| Excerpt provided |
Space rockets use thrust in order to get them up into space. Thrust is the sudden, propulsive force of a jet engine, and is based on Newton’s third law. In the rocket, thrust is created from the solid rocket boosters and the main engines. The solid rocket boosters and the external fuel tank are eventually dropped from the rocket in order to reduce mass once in space. The rocket is slowed down a little because of the force due to gravity and the drag force when in the Earth’s atmosphere. NASA has been working on a new way to launch rockets into space: the EmDrive. It is an electromagnetic propulsion drive that generates thrust by bouncing microwaves in a closed container. According to physics, this would be impossible because of the conservation of momentum and that every action has an equal and opposite reaction. However, a group in NASA has been able to generate thrust from the EmDrive in a vacuum. The power of the EmDrive allows spaceships to travel much faster, allowing humans to explore more of space than ever before. If the EmDrive does end up working, the great space exploration could be back on! So for now, we wait.

If you live in a house like mine, blowing fuses and circuit breakers is a common occurrence because of all the things we have plugged in at once. A fuse is a small, thin conductor that is designed to separate whenever there is excessive current flowing through the circuit. Fuses are connected in series so that when the fuse blows it will stop current flow throughout the entire circuit. If fuses were connected in parallel, they would not affect the current through any of the other branches. Although fuses are designed to stop all the current flowing through the circuit, sometimes if the voltage is high enough and the fuse isn’t long enough a spark can jump from one end of the wire to the other, allowing some current through and completing the circuit once again (which would not be good at all). Once a fuse is blown, it needs to be discarded and replaced with a new one. A circuit breaker is a switch that automatically opens to interrupt the current flowing through the circuit. When the circuit breaker is on, it allows the current to pass through the circuit. However, when the current becomes too excessive, a strong magnetic force flips the metal lever within the circuit breaker and stops the current from flowing. Unlike fuses, when a circuit breaker is tripped, it can simply be turned back on from the breaker box allowing the circuit to reconnect.

| What needs to be done |
Pick up the short physics write-up on rockets, fuses, and circuit breakers from where it stops, and keep going in the same style.

| Data provided |
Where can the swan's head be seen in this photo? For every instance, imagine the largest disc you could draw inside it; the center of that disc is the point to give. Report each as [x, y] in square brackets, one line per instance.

| Task output |
Newton’s cradle is a device demonstrating the conservation of energy and momentum. In an ideal Newton’s cradle, only the two balls on the end will move and there will be no energy loss, resulting in the cradle going on for an infinite amount of time. However, in a real Newton’s cradle, the fourth ball does have some movement and there is slight reverse movement as seen in the picture above. The equations p=mv and KE=½mv2 can be used to help find the velocities of the two end balls on an ideal Newton’s cradle, with perfectly elastic objects so there is no loss. The type and size of the balls does not affect the solution as long as the material is still elastic and doesn’t have too much mass.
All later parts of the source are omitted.